§ Problem description
Reproduce word for word everything in the listing below, from the line containing "Practice step: point at the window trim" down to the end of the listing.

*** Provided entries

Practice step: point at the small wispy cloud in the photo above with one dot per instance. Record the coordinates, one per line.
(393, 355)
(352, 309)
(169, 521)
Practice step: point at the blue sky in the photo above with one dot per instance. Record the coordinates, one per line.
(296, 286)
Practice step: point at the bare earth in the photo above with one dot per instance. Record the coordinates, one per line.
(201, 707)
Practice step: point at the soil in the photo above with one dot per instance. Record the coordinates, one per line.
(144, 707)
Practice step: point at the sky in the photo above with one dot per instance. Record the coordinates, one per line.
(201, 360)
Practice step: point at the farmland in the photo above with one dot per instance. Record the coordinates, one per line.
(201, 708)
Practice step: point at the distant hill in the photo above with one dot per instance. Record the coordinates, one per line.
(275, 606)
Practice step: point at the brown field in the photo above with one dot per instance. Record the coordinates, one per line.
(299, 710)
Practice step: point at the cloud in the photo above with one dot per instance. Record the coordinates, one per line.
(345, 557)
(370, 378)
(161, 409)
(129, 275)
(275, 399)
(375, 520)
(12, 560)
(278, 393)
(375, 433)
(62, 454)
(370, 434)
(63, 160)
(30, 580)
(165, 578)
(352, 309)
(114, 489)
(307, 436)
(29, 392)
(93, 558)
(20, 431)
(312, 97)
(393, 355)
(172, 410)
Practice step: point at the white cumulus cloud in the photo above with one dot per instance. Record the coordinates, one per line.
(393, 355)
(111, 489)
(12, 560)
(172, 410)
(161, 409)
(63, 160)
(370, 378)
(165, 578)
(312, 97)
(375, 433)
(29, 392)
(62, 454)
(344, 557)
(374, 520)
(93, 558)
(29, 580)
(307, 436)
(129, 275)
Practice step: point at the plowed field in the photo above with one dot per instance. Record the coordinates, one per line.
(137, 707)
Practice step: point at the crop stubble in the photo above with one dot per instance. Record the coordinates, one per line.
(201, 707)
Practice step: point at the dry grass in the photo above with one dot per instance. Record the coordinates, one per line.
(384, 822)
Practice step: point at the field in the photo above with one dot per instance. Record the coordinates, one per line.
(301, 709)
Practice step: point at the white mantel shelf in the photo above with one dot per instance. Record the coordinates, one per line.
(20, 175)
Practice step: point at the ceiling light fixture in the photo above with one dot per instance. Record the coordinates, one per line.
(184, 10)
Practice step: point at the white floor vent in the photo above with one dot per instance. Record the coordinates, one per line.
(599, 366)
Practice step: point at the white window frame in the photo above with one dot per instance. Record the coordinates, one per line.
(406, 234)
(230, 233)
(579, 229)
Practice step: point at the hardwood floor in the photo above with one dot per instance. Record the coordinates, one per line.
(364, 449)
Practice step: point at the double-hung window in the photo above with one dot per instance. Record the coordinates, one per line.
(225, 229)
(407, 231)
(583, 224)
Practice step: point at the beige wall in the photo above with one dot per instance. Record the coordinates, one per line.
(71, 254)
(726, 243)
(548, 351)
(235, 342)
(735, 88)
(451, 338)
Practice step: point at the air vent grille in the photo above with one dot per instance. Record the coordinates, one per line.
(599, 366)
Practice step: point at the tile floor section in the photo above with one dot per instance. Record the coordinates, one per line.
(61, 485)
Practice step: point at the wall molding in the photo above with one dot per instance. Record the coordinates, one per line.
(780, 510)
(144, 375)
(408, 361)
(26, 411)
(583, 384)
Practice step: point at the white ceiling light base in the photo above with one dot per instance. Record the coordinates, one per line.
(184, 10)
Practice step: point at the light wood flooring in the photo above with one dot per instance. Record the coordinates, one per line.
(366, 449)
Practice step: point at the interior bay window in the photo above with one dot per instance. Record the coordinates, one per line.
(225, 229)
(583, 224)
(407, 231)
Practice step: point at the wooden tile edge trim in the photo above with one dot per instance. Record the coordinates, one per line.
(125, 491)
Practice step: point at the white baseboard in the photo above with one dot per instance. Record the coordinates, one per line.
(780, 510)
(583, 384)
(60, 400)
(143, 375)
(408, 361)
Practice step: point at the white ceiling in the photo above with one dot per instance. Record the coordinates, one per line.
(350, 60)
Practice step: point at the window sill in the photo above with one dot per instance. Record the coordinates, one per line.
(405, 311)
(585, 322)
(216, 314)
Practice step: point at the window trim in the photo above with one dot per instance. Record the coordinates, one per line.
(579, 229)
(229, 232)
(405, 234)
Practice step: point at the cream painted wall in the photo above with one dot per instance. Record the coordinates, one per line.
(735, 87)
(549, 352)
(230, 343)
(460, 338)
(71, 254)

******

§ Response to this exercise
Practice step: point at the window trim in the photo above with one dot per instance. Record the coordinates, one per line.
(579, 229)
(229, 232)
(405, 234)
Practice step: point at the cream painted wall in the photo above with one dot per instance. Record the coordinates, one per line.
(735, 87)
(549, 352)
(230, 343)
(460, 338)
(71, 254)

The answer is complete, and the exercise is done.